Stored items from a collection:
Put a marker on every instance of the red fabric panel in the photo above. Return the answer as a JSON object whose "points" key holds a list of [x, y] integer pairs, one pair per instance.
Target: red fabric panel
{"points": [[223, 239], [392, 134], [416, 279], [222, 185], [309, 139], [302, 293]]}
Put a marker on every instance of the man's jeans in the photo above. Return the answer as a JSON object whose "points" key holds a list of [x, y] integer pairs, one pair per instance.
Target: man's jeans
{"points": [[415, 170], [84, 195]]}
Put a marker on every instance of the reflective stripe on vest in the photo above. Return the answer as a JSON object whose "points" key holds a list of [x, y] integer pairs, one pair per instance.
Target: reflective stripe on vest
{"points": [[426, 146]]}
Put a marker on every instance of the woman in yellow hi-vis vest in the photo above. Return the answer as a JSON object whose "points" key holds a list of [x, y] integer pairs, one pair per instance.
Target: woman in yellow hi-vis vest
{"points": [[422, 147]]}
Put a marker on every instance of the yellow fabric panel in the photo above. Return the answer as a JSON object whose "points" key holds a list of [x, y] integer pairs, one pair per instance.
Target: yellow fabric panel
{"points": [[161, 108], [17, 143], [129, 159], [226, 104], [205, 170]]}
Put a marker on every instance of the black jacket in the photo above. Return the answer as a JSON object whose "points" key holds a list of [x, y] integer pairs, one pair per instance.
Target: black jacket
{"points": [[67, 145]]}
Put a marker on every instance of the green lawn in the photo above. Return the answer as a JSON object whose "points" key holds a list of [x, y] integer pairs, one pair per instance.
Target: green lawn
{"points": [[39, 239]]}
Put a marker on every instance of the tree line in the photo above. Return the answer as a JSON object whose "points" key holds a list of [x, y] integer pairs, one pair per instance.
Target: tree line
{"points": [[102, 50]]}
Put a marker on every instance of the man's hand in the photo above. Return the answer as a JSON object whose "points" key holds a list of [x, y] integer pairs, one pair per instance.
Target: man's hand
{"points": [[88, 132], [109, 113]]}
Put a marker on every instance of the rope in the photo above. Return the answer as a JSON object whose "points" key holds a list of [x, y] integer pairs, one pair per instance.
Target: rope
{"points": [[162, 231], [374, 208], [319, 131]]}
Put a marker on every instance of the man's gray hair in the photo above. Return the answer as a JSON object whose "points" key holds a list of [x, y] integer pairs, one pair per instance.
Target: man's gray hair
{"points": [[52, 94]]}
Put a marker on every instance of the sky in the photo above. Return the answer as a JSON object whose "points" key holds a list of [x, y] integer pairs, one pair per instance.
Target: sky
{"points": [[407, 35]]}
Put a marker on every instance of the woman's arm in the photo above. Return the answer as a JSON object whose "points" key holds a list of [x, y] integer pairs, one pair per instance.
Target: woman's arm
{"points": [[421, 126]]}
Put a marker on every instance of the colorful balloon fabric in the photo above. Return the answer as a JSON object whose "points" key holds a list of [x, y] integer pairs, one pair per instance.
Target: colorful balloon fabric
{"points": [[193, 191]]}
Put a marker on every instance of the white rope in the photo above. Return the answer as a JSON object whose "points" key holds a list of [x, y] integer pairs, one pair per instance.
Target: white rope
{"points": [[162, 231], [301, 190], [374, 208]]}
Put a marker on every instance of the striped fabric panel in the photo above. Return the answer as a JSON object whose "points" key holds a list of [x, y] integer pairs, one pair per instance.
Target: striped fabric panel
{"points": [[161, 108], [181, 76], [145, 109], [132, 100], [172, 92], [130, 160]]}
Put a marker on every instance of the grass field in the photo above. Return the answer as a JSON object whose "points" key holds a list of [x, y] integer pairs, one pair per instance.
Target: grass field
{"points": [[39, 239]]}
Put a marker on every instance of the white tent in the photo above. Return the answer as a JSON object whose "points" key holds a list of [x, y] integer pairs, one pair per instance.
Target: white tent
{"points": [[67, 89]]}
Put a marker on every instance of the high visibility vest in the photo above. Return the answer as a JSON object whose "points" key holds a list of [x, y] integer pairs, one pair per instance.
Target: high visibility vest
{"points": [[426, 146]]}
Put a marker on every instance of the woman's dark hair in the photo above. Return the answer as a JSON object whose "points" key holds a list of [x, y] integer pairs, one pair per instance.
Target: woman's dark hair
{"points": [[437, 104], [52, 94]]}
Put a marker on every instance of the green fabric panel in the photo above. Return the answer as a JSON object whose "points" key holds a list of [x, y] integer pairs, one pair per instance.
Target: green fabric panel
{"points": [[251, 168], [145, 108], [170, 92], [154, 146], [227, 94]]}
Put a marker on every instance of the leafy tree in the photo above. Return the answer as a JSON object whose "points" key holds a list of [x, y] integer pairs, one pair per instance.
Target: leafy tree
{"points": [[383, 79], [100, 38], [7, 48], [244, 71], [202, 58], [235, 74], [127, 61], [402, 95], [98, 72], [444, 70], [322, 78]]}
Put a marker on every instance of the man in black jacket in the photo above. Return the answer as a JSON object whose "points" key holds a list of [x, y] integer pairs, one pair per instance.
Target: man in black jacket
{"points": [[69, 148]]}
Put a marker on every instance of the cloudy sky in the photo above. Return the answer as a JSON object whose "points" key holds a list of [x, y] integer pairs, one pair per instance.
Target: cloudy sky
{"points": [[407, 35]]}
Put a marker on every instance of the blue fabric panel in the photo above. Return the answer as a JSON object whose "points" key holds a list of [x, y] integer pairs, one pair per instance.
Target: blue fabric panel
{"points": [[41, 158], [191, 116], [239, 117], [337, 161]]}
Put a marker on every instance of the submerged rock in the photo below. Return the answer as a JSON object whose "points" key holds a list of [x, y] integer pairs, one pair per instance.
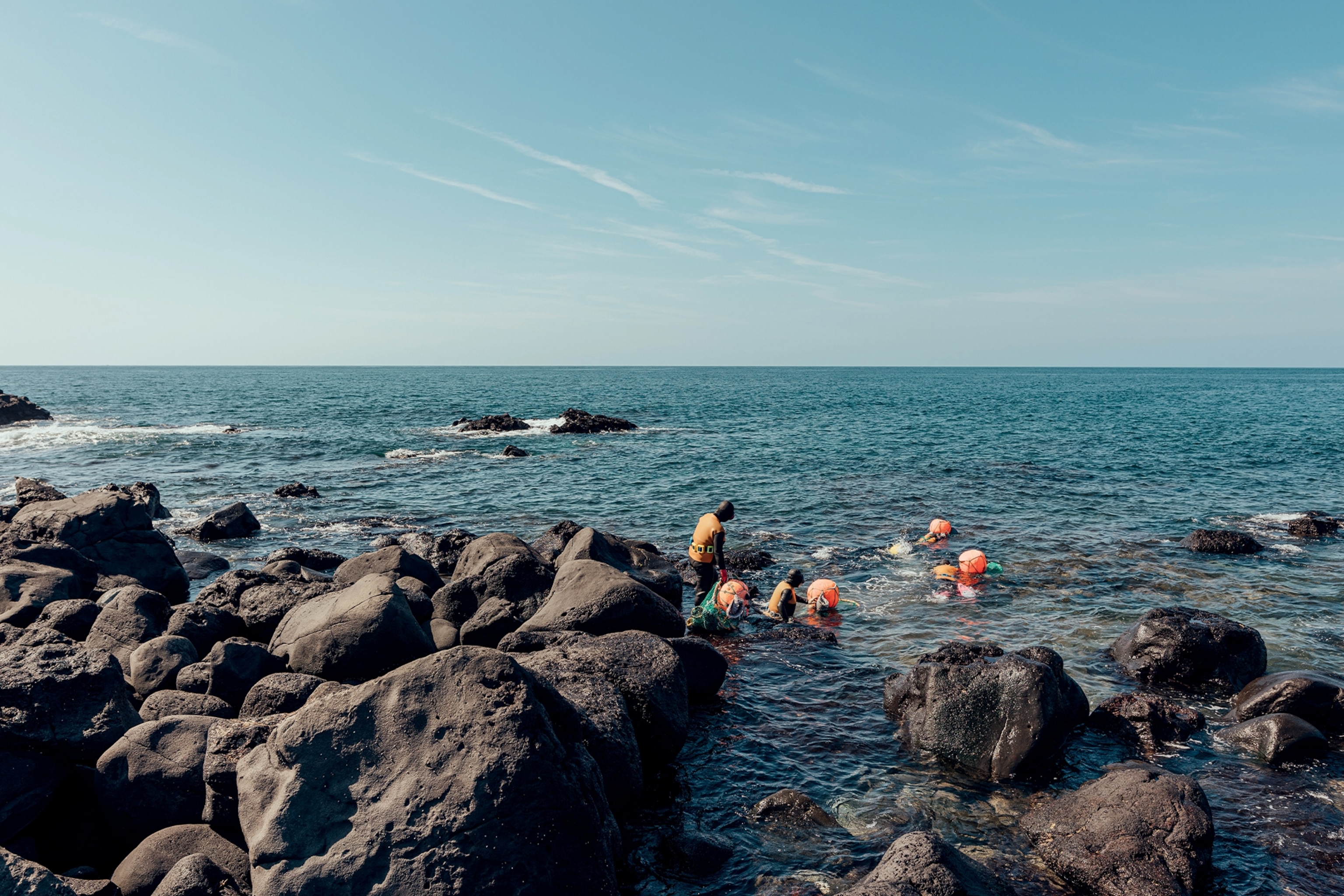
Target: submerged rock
{"points": [[1191, 649], [1135, 832]]}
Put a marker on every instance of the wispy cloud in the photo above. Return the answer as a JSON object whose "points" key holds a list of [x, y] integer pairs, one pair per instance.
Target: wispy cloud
{"points": [[156, 35], [423, 175], [780, 180], [596, 175]]}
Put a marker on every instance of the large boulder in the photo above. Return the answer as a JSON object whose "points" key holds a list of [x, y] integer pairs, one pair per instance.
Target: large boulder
{"points": [[447, 776], [1221, 542], [924, 864], [596, 598], [27, 588], [152, 777], [1190, 649], [229, 671], [61, 699], [1277, 738], [995, 715], [233, 522], [1313, 696], [357, 633], [396, 560], [131, 616], [1135, 832], [140, 872]]}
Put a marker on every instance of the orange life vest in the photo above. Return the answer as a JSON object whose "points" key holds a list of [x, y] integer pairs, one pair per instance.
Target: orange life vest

■ Work to do ■
Using the records above, retype everything exactly except the pictures.

■ Task solution ■
Put a marker on every instance of the red fabric panel in the photo above. Return the answer as a JSON object whose "points" key holds a list of [x, y] integer pairs, one pair per instance.
Target: red fabric panel
{"points": [[223, 239], [392, 134], [416, 279], [222, 185], [309, 139], [302, 293]]}
Put a marker on every instance of the man's jeans in the photo above. Return the answer as a JSON object whose "points" key holds a list of [x, y] integer pairs, one pair per instance.
Target: man's jeans
{"points": [[415, 170], [84, 195]]}
Put a marker on every instance of the reflective stripe on vest in the photo above. Return the answer as a JSON object whose "points" key holds a list of [x, y] integer pairs, one pair per instance.
Target: reflective stripe on vest
{"points": [[426, 146]]}
Put a marker on every instance of the woman in yellow hi-vis vest in the photo above. Return the answer as a JSON object whose "points" key holds a list of [x, y] integer pairs, one pair per instance.
Target: woman in yellow hi-vis vest
{"points": [[422, 147]]}
Put a marker on every instance of the yellow fabric panel in the photo above. Return the answer as a JSON object whose "points" key holds a list of [x, y] integer pairs, one pair per instance.
Target: yellow fabric panel
{"points": [[161, 108], [17, 143], [129, 159], [226, 104], [205, 170]]}
Put a marker on every instance of the black jacket in the photo above. Return the answer as a JSON object whose "points" key holds a list of [x, y] integer pairs, one pair per instance.
Target: black jacket
{"points": [[67, 145]]}
Put a marker on every instance of the green lawn in the photo above. Return the answer as a JSON object whose "points" key holds a list of [x, y] integer pairs, one pair per instance.
Target: green lawn
{"points": [[39, 239]]}
Put a marker on every instance of the tree line in the photo above. Return the answer as a JSON object whose "points" key holds a list of [x, y] integer pairs, one pair per instance.
Target: tree line
{"points": [[102, 50]]}
Put a marker on every instance of the man's hand in the photo above. Return the answer as a JSON object whose "points" key holds a list of [x, y] integer pairs, one pair per instance.
Target: man's hand
{"points": [[88, 132], [109, 113]]}
Put a marker on every instance of the rope in the photo above. Return the answer as a JSON object whose "points" key holds a list of [x, y] integer pairs, one pair per instance.
Target: rope
{"points": [[162, 231], [374, 208], [319, 131]]}
Put a marker on every instance of the man's gray hair in the photo above. Return the answer as a JSON object whose "points" key holds a list of [x, y] integer pairs, one pair per instance.
Target: man's gray hair
{"points": [[52, 94]]}
Put a marker on every instance of the sky in the photo above. Return the answer as a JSON object whose "points" key holds a list of [x, y] integer pairs, one pair per instance.
Target: sky
{"points": [[407, 35]]}
Put a marker on every instance of the woman's arm in the photo above. Return the answer as a JSON object whose "points" key holds a list of [x, y] integer pairs, one pair per instance.
Target: woman's arm
{"points": [[421, 126]]}
Put a marker on every instance of the colorful balloon fabric in the photo above. Return the answer as a JSON object whose "points" key holds a list of [x, y] integer pairs, one pair per instance.
Target: colorful balloon fabric
{"points": [[193, 191]]}
Put a marker on every instance of the white rope in the photo above. Return the answer as a JSON object whose "points" key holds a list of [x, y] integer pairs, one pair per instance.
Target: white rope
{"points": [[162, 231], [301, 190], [374, 208]]}
Put a marker on every instance of the striped fabric panel in the photo above. Return the answer as a JSON object whose "points" key holds a list of [x, y] integer pairs, one pair per instance.
Target: striped fabric panel
{"points": [[161, 108], [181, 76], [145, 109], [132, 100], [172, 92], [130, 160]]}
Put a marker on every instance of the grass field in the photo above. Return the answer as a JSON object whose "points" key holds a list of [x, y] integer pairs, one pair per instance.
Target: grass field
{"points": [[39, 239]]}
Put a marker on every instance of the white tent in the photo above. Return the answer as a JSON object whose "points" key holds a list of [x, y] integer pairs, one pair per instance.
Target: white tent
{"points": [[67, 89]]}
Put a marker on every instance of the high visibility vest in the photo above. Return the answer as a JSON object whose "points" key holds a list of [x, y] integer pairs, one pair per instance.
Target: high visibility vest
{"points": [[426, 146]]}
Put a marker on every instance of the woman's dark hair in the photo above. Return the answer as a JSON object whose "points" key holds a list of [x, y] integer pairs, one pair per instance.
Target: woman's dark hair
{"points": [[437, 104], [52, 94]]}
Put a marker on every instance of the green fabric panel in the photo above. Return the answer as a JSON object whose "points" key holds a list of [x, y] integer pairs, one pair per instance.
Target: green fabric panel
{"points": [[251, 168], [145, 108], [170, 92], [154, 146], [227, 94]]}
Put a marker on every instance of the leafy tree in the photo above. Return the answer as a JSON object whose "points" key holds a list of [x, y] integer pairs, one pair per instance.
Target: leafy tree
{"points": [[383, 79], [100, 38], [7, 48], [244, 71], [202, 58], [235, 74], [127, 61], [402, 95], [98, 72], [444, 70], [322, 78]]}
Put a marker on every instance of the man in black jacket in the photo above. Return the answer as a JSON object whose "points" key holds a list of [x, y] integer pairs, one pair per instance.
Target: man in black jacket
{"points": [[69, 148]]}
Put a marker on every instance of the cloudy sky in the photo above. Return the answer as a JSON object whose "points" key holds a list of [x, y] integer pairs, one pair per instance.
Target: cloudy sky
{"points": [[407, 35]]}
Put a marker on every instance of the blue fabric panel in the photo above. Return the answer as a JSON object whose "points" key holds a list of [x, y] integer pairs, one pair per instance.
Target: blue fabric panel
{"points": [[41, 158], [191, 116], [239, 117], [337, 161]]}
Put a marker on every instance of the submerged rock in the photo below. Return the answer as a JSON object whose "points" key holds a list of [x, y] integer pairs, one pair per instance.
Target: submerged rock
{"points": [[1191, 649], [1135, 832]]}
Put a marker on every instance of the wispy cloud in the photo above. Return the answer as a JSON object whose "points" key holds a list of [x, y] integer pairs, one pair per instance.
Target: wispy cloud
{"points": [[156, 35], [423, 175], [780, 180], [596, 175]]}
Put a marker on every instance of the large boulder in the photo above. Return the answer as a JSON object whose "points" key holds a list of [x, y] integer pairs, one pair per instance.
Target: large boulder
{"points": [[447, 776], [1221, 542], [924, 864], [596, 598], [27, 588], [152, 777], [1190, 649], [229, 671], [61, 699], [1277, 738], [995, 715], [233, 522], [1313, 696], [357, 633], [396, 560], [131, 616], [1135, 832], [140, 872]]}
Put a marker on every instance of the orange life vest in the photo above. Return the answer as a JSON object whose "points" key holds a list of [x, y] integer pairs, one pair per instance.
Target: orange life vest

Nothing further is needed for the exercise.